__WHAT TO WORK ON__. Transcribe, without any alteration, only the lines that begin at the line containing "Exercise. Point to" and run to the last line below.
(RAW DATA Opens)
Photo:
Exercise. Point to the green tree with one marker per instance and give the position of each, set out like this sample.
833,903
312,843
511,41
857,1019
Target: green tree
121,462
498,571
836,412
(RAW DATA Closes)
__EXERCISE RESULT__.
Exercise. Point to the green tree with one marker per instance and give the position of each, set out like this sample.
833,903
312,843
511,41
857,1019
Target: green tree
121,462
498,571
836,412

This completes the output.